__Exercise aim__. An identical transcription of the records is required.

Collected data entries:
*****

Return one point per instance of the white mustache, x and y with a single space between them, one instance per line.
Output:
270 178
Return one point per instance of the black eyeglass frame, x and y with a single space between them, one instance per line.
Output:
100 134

*****

__Answer box__.
Return one point per instance of the white mustache, x and y with a single space between them, one instance per line.
Output:
270 178
Return one point per instance of the black eyeglass frame, x and y with a single space between them, one instance per line.
Output:
100 134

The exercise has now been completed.